- Work task 1
In the Polychrome history, from whom did Resin Realty buy the property at 2 Ashburton Ave.?
- Work task 2
Write a continuation of the Polychrome history, picking up after its final sentence.

Thursday, April 21, 2016

Polychrome as recalled by Mr. Robert Gumbinner...1

This is the detailed and fascinating history as recalled by Mr. Gumbinner in his memoir and became available thanks to his son Fred. As this is quite long, I will divide in numbers of sections for upload.

Polychrome:

Polychrome was started by Mr. Halpern in the middle of the 1935 depression to mix and sell printing ink. At that time, he was also associated with Arthur Kallet and Fred Schlink in starting Consumers Union, which he had to leave when he opened a business. He and Arthur Kallet remained close friends and Mr. Halpern helped him when he left Consumers Union and started Medical Letters. Polychrome started coating stencils in a loft on 4th Ave., then University Place, Manhattan. Mr. Halpern lived in the Gramercy Park area with his wife Freda Bonime. She was his first cousin.

Before I joined Polychrome in 1944, Resin Realty, Mr. Halpern’s real estate company bought the property at 2 Ashburton Ave. from Standard Oil. The main building which was very solidly built had a row of offices on part of the 2nd floor. There was also a brick building across the yard which we called the ink house since it was used for grinding inks and pigments. Along side of it were three temporary sheds. One of which was used for mixing the stencil coating solutions. These temporary sheds were still there 35 years later.

- Source material

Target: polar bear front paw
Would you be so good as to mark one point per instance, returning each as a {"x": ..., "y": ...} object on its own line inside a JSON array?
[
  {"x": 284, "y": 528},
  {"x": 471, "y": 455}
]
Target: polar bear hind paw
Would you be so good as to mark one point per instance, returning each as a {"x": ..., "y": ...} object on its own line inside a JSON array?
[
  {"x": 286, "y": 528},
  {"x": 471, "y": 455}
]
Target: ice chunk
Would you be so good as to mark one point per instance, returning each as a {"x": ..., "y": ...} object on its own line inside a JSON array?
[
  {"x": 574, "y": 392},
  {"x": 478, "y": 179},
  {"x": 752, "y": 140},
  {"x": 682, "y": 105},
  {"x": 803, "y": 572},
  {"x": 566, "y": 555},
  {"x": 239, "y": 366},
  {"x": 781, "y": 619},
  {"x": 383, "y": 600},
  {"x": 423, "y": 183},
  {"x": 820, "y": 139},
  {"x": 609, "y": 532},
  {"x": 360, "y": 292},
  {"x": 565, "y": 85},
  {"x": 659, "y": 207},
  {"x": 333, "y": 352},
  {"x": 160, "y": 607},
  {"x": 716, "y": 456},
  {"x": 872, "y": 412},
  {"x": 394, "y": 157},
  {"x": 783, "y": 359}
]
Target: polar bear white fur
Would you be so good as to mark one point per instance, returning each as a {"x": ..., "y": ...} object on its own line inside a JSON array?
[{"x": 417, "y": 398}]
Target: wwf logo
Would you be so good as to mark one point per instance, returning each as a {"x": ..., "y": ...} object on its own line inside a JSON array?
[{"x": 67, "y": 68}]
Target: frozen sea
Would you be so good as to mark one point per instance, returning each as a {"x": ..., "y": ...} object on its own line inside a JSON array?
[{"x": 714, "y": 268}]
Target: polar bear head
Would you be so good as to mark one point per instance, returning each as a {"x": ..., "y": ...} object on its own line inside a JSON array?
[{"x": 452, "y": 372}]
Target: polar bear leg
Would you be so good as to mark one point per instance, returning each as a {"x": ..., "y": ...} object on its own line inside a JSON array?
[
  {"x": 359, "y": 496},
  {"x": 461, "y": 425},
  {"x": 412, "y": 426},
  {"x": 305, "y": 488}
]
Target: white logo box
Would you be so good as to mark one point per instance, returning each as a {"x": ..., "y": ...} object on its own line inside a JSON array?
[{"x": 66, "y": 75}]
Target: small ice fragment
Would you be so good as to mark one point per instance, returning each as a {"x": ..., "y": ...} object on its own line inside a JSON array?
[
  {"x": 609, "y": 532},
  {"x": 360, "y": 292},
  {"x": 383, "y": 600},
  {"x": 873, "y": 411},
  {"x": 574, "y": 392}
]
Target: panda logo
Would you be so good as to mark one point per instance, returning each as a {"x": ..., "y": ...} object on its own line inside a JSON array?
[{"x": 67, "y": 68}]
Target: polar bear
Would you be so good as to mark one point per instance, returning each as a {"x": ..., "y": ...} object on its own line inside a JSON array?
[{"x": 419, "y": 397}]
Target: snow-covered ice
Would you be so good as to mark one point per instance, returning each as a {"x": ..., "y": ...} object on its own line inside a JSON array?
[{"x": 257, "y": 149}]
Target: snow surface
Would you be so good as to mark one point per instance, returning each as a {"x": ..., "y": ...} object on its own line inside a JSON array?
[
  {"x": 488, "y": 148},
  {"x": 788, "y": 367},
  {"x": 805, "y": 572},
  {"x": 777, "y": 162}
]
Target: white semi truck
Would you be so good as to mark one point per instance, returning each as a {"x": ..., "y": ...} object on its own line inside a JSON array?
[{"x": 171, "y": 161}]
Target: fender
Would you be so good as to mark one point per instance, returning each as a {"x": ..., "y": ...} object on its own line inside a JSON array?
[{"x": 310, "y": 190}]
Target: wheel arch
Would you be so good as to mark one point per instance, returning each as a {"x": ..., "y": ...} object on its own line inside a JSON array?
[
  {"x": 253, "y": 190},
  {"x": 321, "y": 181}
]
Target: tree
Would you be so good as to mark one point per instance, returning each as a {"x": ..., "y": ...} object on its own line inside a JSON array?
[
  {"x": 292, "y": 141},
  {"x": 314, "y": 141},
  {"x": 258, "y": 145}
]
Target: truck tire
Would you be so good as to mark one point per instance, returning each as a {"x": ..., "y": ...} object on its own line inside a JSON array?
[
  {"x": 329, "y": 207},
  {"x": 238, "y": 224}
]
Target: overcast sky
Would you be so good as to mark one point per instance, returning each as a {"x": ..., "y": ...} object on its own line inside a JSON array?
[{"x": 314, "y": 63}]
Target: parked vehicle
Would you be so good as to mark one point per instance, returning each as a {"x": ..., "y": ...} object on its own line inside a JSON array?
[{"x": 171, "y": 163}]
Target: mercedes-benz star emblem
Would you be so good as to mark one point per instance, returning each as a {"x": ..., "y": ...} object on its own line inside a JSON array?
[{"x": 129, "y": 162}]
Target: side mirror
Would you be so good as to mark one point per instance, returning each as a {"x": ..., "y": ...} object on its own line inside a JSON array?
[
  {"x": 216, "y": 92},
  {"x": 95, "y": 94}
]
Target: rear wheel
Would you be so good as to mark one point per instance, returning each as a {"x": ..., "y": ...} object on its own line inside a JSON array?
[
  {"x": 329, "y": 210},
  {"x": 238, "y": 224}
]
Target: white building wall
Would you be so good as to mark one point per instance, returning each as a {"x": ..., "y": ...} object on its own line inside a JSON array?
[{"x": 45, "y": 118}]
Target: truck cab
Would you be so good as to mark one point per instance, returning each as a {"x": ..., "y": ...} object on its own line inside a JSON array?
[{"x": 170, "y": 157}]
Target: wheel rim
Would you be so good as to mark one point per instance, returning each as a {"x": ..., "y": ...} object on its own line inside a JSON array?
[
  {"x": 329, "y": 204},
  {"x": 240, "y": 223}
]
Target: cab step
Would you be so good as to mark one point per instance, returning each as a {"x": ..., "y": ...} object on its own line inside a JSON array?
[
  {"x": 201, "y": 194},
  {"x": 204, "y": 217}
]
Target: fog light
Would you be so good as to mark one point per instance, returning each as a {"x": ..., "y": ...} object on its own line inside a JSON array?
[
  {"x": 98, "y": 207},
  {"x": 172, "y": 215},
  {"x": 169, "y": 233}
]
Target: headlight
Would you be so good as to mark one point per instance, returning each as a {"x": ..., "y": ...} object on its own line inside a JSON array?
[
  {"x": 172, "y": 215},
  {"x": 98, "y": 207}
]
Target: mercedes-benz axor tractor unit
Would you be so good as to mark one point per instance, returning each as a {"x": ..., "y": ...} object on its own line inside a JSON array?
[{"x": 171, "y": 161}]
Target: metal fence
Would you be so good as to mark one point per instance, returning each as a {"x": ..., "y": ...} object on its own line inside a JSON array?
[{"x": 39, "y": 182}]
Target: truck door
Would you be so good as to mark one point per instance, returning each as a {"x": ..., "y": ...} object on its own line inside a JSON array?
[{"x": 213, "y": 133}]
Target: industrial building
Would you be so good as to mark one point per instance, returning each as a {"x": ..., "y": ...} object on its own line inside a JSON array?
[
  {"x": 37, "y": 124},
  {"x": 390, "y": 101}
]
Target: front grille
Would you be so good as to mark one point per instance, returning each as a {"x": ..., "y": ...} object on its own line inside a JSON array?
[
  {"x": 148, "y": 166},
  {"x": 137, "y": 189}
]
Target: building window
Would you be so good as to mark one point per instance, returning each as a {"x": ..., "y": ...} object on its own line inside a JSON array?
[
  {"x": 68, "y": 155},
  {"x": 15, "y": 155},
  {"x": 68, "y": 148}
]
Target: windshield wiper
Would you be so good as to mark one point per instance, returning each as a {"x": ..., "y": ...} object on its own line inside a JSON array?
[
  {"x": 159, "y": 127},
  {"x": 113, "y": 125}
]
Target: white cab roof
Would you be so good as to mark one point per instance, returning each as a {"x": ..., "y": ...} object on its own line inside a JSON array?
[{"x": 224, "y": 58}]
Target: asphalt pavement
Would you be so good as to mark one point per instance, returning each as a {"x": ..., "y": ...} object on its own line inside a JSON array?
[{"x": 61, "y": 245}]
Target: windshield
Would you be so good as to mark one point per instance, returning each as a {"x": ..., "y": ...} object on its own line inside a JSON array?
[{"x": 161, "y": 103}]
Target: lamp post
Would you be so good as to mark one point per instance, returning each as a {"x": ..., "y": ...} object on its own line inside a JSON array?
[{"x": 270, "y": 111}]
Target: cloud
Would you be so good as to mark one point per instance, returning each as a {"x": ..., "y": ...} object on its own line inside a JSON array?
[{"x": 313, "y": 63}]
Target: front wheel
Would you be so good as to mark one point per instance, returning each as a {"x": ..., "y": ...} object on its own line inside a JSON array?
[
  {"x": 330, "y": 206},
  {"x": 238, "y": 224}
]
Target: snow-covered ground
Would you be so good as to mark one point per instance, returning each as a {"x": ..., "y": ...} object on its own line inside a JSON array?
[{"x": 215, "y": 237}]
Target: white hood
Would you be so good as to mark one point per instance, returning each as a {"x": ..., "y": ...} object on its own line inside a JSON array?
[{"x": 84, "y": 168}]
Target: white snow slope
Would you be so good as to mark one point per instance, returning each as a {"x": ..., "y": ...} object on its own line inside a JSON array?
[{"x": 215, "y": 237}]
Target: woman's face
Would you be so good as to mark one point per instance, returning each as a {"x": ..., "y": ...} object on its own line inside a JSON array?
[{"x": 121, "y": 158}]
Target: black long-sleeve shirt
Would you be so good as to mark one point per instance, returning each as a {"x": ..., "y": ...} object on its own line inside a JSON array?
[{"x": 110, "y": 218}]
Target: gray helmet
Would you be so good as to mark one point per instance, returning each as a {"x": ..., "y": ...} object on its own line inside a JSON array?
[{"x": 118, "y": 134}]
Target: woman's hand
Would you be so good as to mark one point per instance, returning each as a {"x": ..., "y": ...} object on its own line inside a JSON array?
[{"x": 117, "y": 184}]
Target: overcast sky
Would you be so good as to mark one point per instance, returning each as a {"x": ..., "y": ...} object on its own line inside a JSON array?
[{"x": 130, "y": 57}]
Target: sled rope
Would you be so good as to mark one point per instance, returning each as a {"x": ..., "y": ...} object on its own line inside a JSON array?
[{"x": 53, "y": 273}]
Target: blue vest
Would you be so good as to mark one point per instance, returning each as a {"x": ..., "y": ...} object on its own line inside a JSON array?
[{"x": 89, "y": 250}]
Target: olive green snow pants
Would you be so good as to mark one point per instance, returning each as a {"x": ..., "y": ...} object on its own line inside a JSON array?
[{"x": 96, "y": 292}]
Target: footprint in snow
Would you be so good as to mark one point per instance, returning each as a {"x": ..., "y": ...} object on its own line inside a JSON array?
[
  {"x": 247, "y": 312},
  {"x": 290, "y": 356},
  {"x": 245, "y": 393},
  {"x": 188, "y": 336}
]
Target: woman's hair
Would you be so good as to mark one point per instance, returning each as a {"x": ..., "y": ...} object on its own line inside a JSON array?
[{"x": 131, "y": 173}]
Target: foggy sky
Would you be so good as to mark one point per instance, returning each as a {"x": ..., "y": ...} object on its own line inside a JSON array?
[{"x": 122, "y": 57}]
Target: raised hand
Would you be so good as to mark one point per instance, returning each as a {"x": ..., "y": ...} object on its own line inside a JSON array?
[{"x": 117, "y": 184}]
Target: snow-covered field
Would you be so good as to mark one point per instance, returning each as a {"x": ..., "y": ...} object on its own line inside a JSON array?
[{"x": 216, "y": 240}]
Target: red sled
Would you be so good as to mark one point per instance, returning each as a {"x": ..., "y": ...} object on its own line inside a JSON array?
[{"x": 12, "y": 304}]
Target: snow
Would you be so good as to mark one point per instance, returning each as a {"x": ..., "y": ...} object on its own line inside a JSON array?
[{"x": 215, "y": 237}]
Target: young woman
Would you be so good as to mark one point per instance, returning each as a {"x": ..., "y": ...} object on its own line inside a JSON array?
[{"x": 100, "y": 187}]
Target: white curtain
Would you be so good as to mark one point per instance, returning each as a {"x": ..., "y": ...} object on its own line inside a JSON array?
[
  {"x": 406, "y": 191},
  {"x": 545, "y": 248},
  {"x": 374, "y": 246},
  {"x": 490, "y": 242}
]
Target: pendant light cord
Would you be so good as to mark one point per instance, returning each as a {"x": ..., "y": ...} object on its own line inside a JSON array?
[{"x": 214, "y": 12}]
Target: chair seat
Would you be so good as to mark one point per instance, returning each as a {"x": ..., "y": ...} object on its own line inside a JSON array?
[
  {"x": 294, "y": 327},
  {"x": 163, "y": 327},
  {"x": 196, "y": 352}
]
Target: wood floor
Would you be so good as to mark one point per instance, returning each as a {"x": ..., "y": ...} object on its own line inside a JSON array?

- Expected answer 1
Standard Oil.

- Expected answer 2
When I joined Polychrome, Elmer Crabbs was the sales manager, Kay Moutal the purchasing agent and Mr. Halpern’s secretary, Fred Pollack was in charge of stencil coating, His brother-in-law Ernest Brunner the plant manager, Walter Shaw the shipping clerk, Fred Generlette mixed the coating solutions and made the inks. Polychrome had an office in New York. Robert McCabe was the office manager and possibly Walter Danzler was a salesman, who, when he was fifty, had a son younger than his grandsons. Fred Hozeny, who had a boiler engineer license, was the maintenance superintendent. Several women coated and mounted and packed the stencils. Among these women were Helen Stensgard, who became a supervisor and her mother. In the forties, a man, I believe his first name was Peter, was hired as a paper cutter. He turned out to be a union organizer for the paper makers union. He did organize the plant. A few years later, the bosses of the paper makers union fled to Liberia when the government charged them with stealing the union’s money. The employees then joined a Teamster local. Peter left and was replaced by Ray Lauzon who had worked in the printing industry. He was an excellent operator. Ernest Brunner left Polychrome to set up a business in one of the Otis Elevator Buildings on Woodworth Ave. to make backing sheets. Cort Briggs who was a chemist, was hired as the plant manager. After a few years he left and started a business in Ossining, NY, making paints.